> Problem set:
a. Copy the stretch of the smallpox vaccine passage from "Of the two FDA-approved" through "spread of monkeypox." word for word.
b. Supply the next part of the passage on smallpox vaccines and monkeypox, picking up after its final sentence.

> Text excerpt:
=====
Of the two FDA-approved smallpox vaccines, Jynneos and ACAM2000, only one has more than 100 million doses ready. Unfortunately for the public, it's the inoculation that requires 15 jabs "vigorous enough" to draw blood, according to the FDA. However, experts say many factors will keep it from being the first line of defense against spread of monkeypox.
The U.S. ordered 500,000 cases of Jynneos, the newer smallpox and monkeypox vaccine that the CDC said requires two shots, but the shipment won't be ready until later this year. This leaves Emergent BioSolutions' ACAM2000 vaccine — delivered in a single dose via 15 pokes with a two-pronged needle — as the most available option.
"It's oozy; it's nasty; it definitely doesn't feel good," Kelsey Cone, PhD, a virologist at Salt Lake City-based ARUP Laboratories who received the vaccine about 12 years ago, told The Atlantic on June 14.
=====
> Supplied information:

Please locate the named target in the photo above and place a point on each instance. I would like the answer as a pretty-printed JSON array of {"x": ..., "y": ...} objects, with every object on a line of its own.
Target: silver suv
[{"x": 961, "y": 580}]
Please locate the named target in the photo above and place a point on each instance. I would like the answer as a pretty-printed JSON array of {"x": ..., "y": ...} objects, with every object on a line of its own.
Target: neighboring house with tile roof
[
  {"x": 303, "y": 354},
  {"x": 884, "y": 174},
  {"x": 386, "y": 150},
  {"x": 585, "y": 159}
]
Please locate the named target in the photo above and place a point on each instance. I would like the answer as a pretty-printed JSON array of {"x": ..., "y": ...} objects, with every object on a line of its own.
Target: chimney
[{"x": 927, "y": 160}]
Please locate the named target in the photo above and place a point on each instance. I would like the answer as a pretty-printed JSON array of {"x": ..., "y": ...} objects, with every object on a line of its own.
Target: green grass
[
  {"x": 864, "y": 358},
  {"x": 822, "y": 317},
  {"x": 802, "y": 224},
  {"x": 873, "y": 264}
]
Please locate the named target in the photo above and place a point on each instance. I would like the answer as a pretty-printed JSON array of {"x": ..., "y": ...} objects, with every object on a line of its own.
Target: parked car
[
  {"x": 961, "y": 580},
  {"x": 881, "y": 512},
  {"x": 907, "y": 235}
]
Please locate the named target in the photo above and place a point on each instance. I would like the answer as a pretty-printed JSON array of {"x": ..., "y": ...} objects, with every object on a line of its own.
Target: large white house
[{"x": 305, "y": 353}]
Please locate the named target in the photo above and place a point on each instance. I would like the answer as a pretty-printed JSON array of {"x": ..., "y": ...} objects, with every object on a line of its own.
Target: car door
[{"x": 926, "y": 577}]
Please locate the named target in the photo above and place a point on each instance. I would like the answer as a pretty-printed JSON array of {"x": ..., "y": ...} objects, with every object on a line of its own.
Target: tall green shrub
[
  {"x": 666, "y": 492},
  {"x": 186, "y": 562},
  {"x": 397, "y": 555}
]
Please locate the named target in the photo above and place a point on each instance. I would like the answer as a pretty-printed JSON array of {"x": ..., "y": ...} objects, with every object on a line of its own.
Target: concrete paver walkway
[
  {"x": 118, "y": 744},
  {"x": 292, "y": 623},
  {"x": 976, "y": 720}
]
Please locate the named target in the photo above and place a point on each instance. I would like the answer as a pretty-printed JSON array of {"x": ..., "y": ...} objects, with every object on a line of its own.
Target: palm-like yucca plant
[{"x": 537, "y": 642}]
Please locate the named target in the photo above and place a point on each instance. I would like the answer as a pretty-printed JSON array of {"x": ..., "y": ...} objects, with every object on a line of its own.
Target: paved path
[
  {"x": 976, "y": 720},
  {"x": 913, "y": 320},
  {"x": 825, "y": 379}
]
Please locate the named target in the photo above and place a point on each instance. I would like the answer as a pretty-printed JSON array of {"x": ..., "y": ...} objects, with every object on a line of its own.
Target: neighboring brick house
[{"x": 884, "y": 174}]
=====
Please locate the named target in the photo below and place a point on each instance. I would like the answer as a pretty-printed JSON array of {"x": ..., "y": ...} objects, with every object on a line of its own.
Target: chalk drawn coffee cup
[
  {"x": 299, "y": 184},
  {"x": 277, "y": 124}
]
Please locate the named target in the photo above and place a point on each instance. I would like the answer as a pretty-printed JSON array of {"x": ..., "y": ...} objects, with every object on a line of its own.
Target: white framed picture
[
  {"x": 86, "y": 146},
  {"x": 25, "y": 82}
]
=====
> Responses per task:
a.
Of the two FDA-approved smallpox vaccines, Jynneos and ACAM2000, only one has more than 100 million doses ready. Unfortunately for the public, it's the inoculation that requires 15 jabs "vigorous enough" to draw blood, according to the FDA. However, experts say many factors will keep it from being the first line of defense against spread of monkeypox.

b.
ACAM2000 could also do more harm than good because it carries an active virus, which poses dangers for people who are immunocompromised, pregnant or have HIV, The Atlantic reported. Because of this risk and the relatively small number of infections, Americans likely won't be waiting in line at mass immunization sites like they did for COVID-19.
Unlike the coronavirus, monkeypox isn't airborne. The virus is also unlikely to meet pandemic proportions, the World Health Organization said May 30. As of June 14, there have been 72 reported cases of monkeypox in the U.S. across 18 states — a 47 percent increase from the 49 cases reported June 8, according to CDC data.